Document section:
═══
Read/Write Excel Using Apache POI & Java

This post will explore Apache POI library which is used to read any excel document and can also edit the excel sheets.


Apache POI (Poor Obfuscation Implementation) is open source java project to read or write Microsoft excel documents. The latest version is 5.0.1


Dependencies

To include Apache POI libraries, there are two libraries to handle different version of Excel.


If we are using MS Excel '97(-2007) file format, then you will be using HSSF(Horrible Spreadsheet Format) which is pure Java implementation of the Excel '97(-2007) file format.

<dependency>
    <groupId>org.apache.poi</groupId>
    <artifactId>poi</artifactId>
    <version>5.1.0</version>
</dependency>

And If we are using Excel 2007 OOXML (.xlsx) file format then in order to read, write, access the sheets you will be using XSSF and need to add following dependency.

<dependency>
    <groupId>org.apache.poi</groupId>
    <artifactId>poi-ooxml</artifactId>
    <version>5.0.0</version>
</dependency>

You cannot use both the libraries together as, there will be some dependency which will become ambiguous on method call. Also there is another XSSF format called SXSSF which can be used when you are working with large spreadsheet and have to use low heap space.

SXSSF achieves its low memory footprint by limiting access to the rows that are within a sliding window, while XSSF gives access to all rows in the document. Older rows that are no longer in the window become inaccessible, as they are written to the disk

Composition

Like in any excel, here also you will work on a Workbook, which will contains Sheets. So sheets can be of either HSSF, or XSSF or SXSSF type. Similarly, each sheet contains Row and each row contains Cell.


Read Excel File

We will read a given MS Excel file, which contains stock price dataset.

  • Create Workbook from Given Excel: The Workbook used here is the XSSFWorkbook which takes an Input Stream.
═══
Stated exercise 1: Translate this sentence from the Apache POI post into Spanish: "SXSSF achieves its low memory footprint by limiting access to the rows that are within a sliding window, while XSSF gives access to all rows in the document."
The entries have no connection to the Apache POI post.
═══
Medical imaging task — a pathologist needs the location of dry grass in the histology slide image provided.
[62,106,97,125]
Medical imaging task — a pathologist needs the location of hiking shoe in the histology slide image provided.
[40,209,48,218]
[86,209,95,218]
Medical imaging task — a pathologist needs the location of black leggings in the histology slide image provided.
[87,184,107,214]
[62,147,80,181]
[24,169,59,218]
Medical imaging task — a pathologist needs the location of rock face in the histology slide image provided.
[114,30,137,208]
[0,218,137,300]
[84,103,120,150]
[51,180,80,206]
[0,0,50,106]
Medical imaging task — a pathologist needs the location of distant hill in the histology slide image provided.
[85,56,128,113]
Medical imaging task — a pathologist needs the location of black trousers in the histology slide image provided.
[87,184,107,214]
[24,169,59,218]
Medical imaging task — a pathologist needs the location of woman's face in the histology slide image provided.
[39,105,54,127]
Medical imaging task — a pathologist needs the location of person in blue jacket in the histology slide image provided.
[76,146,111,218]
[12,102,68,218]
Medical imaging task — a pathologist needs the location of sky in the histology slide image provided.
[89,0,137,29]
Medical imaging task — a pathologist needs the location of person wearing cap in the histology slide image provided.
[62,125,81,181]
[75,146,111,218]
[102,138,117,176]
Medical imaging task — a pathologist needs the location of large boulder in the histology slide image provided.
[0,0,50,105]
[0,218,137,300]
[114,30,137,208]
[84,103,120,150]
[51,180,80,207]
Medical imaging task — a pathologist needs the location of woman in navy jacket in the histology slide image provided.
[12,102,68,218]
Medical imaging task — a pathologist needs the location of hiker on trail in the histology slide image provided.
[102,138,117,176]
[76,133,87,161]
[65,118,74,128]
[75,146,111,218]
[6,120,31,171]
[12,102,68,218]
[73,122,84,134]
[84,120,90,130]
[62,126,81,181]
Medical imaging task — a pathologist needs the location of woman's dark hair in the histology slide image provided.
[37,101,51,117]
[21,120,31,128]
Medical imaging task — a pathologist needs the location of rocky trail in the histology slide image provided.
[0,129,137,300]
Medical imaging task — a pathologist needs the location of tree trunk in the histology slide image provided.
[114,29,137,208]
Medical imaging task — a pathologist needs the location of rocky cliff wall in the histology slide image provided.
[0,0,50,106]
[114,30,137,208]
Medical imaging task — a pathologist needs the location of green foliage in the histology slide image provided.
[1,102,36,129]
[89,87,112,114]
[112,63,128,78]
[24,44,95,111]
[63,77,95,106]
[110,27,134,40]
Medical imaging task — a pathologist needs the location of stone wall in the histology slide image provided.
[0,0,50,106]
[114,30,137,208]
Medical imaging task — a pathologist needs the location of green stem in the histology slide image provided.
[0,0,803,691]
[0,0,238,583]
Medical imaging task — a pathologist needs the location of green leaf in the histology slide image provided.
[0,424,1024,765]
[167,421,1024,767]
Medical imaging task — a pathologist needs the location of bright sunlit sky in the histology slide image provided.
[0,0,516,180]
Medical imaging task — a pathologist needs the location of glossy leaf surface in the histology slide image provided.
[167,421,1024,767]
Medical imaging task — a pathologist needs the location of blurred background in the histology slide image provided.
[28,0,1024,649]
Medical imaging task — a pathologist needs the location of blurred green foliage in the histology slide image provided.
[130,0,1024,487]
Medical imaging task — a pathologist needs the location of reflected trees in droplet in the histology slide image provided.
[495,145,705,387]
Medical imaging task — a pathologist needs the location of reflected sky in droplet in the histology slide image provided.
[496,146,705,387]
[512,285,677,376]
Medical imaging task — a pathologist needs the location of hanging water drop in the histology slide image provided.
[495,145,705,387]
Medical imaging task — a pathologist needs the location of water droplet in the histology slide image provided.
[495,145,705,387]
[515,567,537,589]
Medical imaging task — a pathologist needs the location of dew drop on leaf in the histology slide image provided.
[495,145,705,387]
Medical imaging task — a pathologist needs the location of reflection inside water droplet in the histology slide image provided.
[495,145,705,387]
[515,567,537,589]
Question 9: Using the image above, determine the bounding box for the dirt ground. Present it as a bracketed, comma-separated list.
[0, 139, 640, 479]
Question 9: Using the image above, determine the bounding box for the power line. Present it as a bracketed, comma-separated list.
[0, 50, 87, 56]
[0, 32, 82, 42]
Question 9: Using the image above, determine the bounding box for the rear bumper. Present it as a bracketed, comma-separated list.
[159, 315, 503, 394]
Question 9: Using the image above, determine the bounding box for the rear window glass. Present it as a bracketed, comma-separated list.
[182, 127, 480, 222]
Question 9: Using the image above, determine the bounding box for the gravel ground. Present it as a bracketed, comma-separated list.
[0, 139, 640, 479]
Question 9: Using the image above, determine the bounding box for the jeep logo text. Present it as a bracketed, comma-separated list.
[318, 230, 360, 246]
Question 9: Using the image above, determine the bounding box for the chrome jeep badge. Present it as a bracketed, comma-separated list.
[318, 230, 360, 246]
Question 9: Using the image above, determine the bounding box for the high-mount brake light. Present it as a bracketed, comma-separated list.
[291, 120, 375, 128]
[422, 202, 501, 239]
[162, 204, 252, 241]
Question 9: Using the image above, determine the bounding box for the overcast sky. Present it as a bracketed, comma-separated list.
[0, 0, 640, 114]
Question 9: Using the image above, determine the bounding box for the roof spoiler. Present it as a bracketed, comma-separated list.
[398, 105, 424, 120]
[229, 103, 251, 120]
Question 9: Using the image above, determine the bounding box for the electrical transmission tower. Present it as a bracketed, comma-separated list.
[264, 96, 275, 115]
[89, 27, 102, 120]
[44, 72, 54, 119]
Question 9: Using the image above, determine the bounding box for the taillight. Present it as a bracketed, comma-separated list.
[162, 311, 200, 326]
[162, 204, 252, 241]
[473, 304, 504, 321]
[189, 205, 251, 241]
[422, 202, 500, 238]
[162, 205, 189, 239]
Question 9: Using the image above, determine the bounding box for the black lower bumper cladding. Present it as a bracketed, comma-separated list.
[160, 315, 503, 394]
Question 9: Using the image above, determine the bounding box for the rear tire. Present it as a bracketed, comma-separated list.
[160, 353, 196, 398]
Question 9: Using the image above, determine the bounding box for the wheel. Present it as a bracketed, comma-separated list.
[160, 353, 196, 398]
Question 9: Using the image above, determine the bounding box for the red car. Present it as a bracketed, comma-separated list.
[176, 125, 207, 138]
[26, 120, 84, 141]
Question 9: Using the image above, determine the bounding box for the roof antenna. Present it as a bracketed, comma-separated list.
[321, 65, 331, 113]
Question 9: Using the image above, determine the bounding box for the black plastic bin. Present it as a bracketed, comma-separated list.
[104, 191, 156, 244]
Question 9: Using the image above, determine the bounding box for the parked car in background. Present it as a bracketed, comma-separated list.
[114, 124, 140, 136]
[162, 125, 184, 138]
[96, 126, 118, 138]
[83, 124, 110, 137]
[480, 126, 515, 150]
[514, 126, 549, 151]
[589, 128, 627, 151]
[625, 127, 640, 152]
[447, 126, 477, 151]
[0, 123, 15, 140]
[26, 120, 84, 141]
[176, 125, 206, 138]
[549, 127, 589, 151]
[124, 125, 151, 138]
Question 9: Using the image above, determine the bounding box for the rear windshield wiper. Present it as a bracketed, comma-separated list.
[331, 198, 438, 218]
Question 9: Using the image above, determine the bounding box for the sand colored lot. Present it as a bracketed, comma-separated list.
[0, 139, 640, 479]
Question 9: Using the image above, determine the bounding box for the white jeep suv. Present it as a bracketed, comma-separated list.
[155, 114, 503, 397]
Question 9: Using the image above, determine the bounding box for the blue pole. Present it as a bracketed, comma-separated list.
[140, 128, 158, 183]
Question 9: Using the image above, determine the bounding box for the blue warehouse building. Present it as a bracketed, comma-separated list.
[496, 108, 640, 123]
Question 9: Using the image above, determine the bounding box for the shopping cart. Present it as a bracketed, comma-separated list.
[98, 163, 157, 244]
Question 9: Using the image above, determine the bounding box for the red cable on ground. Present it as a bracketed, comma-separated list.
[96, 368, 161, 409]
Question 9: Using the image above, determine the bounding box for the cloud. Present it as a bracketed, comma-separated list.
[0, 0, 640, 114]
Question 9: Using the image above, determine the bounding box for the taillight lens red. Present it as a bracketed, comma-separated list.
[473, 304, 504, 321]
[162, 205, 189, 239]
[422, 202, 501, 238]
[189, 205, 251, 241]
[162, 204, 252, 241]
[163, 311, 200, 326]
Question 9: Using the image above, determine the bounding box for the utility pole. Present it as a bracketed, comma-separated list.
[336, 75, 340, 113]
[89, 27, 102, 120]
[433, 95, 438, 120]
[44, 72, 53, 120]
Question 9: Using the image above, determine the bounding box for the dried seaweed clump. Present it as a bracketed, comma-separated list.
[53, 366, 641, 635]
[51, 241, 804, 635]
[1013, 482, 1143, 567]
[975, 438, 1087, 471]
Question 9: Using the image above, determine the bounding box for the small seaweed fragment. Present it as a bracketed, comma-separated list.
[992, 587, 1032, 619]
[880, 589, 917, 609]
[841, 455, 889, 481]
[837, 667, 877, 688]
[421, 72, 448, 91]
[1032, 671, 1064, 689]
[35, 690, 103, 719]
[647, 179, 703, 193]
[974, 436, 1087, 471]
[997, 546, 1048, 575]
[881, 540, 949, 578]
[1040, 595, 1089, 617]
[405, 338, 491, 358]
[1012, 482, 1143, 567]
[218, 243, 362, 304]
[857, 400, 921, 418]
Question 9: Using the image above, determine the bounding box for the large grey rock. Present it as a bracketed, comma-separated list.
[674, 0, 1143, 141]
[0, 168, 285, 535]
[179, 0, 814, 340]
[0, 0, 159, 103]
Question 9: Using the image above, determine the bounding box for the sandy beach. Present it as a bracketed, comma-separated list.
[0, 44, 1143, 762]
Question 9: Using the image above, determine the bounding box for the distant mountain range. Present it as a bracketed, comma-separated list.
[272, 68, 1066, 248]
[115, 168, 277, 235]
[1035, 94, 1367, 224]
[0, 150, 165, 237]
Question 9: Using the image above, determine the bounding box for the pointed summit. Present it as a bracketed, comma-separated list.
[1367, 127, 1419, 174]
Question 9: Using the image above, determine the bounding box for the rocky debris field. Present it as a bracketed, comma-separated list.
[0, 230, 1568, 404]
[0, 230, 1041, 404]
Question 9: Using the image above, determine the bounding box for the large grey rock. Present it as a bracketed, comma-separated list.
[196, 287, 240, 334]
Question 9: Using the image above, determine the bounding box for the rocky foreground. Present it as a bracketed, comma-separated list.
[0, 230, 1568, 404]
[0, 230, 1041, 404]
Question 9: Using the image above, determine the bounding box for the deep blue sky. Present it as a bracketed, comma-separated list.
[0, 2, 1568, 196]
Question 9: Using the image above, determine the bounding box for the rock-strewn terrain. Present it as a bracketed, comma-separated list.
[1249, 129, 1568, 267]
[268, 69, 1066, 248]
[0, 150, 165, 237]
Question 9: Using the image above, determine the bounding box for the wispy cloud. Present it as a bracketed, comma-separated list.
═══
Stated exercise 2: Please shift every bounding-box coordinate in the entries up by 77, and write out again the entry lines from the line with "leggings in the histology slide image provided." up to and including the line with "[89,0,137,29]", requests included. Give only those lines.

Expected output 1: SXSSF logra su bajo consumo de memoria limitando el acceso a las filas que están dentro de una ventana deslizante, mientras que XSSF da acceso a todas las filas del documento.

Expected output 2:
Medical imaging task — a pathologist needs the location of black leggings in the histology slide image provided.
[164,261,184,291]
[139,224,157,258]
[101,246,136,295]
Medical imaging task — a pathologist needs the location of rock face in the histology slide image provided.
[191,107,214,285]
[77,295,214,377]
[161,180,197,227]
[128,257,157,283]
[77,77,127,183]
Medical imaging task — a pathologist needs the location of distant hill in the histology slide image provided.
[162,133,205,190]
Medical imaging task — a pathologist needs the location of black trousers in the histology slide image provided.
[164,261,184,291]
[101,246,136,295]
Medical imaging task — a pathologist needs the location of woman's face in the histology slide image provided.
[116,182,131,204]
Medical imaging task — a pathologist needs the location of person in blue jacket in the histology slide image provided.
[153,223,188,295]
[89,179,145,295]
Medical imaging task — a pathologist needs the location of sky in the histology slide image provided.
[166,77,214,106]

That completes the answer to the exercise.